::: Selected passage
Dilbert, et al.; Dilbert v. Fuller, et al.


Weinfeld, District Judge.


The opinion of the court was delivered by: WEINFELD

WEINFELD, District Judge:

This litigation revolves about a contract for the sale of a block of unregistered stock of Dilbert's Quality Supermarkets, Inc., a corporation which had been engaged in the supermarket and food store business in the Metropolitan New York area. The litigants are (1) Arthur and Samuel Dilbert, the sellers of the stock; (2) Abraham Dilbert, their cousin, the purchaser of the stock; and (3) the partners of an investment and underwriting concern, S. D. Fuller & Co., *fn1" who jointly and severally guaranteed the performance by Abraham Dilbert of the purchase contract.

 Under the terms of the contract entered into on March 10, 1961, Abraham Dilbert agreed to purchase from his cousins, Arthur and Samuel, 164,540 shares of common stock, including the common stock to be obtained on conversion of preferred shares, at a price of $6 per share, for a total of $987,240. Upon execution of the contract $210,000 was paid for 35,000 shares, which were delivered on May 9, 1961. The balance of the shares as they came into the sellers' possession were to be deposited in escrow, and the purchaser was obligated to draw these down in five equal annual installments beginning on March 10, 1962, delivery to be made upon payment at the agreed price per share.
::::::
::: Dataset rows
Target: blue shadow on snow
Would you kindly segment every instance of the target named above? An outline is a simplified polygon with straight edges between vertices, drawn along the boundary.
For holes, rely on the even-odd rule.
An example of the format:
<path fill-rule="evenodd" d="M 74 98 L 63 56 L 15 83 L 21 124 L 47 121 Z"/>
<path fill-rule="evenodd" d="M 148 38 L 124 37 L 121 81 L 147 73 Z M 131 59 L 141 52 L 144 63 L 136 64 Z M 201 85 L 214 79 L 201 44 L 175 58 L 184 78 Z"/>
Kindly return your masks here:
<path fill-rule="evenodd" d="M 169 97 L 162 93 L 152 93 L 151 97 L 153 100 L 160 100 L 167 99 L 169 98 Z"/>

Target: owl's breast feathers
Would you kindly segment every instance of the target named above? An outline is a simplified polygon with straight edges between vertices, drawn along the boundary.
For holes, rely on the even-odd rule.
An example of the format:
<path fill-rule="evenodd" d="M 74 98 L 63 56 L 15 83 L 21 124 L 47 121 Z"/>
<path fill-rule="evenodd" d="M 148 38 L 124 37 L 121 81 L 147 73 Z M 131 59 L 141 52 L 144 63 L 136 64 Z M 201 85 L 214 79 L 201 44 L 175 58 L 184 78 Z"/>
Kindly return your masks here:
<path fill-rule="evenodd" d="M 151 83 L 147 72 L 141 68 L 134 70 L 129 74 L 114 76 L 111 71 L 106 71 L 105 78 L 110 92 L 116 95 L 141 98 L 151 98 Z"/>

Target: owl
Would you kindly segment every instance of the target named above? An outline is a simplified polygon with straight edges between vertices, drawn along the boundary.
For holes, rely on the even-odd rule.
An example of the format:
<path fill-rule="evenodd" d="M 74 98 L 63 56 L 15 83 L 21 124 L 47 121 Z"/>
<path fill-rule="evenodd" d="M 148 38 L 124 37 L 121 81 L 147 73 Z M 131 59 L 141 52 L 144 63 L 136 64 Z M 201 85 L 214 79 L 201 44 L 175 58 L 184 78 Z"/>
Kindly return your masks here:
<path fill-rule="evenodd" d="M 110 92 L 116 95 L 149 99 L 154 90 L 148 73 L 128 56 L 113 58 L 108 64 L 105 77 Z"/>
::::::
→ Your tasks:
[A] According to the court opinion on the Dilbert stock sale, what price per share did Abraham Dilbert agree to pay his cousins?
[B] Carry the court opinion on the Dilbert stock sale forward from its last sentence.
The items are not needed for what follows.

→ Answers:
[A] $6 per share

[B]
 No registration statement was in effect as to the 164,540 shares, which represented approximately twenty-seven per cent of the then outstanding stock. However, "Abraham Dilbert and his designees" agreed that the purchased shares were being acquired for investment so that the transaction would come within the exemption provision of Section 4(1) of the Securities Act of 1933. *fn2"

 The Fullers, upon execution of the contract and as required by its terms, signed the following guaranty: "Performance of the foregoing agreement by Abraham Dilbert is hereby guaranteed." Simultaneously, the Fullers entered into a separate agreement (referred to as the designation agreement) with the purchaser under which (as permitted by the stock purchase agreement) they, the Fullers, purchased 8,500 shares of Abraham Dilbert's initial acquisition of 35,000 shares, for which they paid $51,000; in addition, they agreed to purchase fifty-five per cent of the balance of the shares that Abraham was to take down in installments. *fn3"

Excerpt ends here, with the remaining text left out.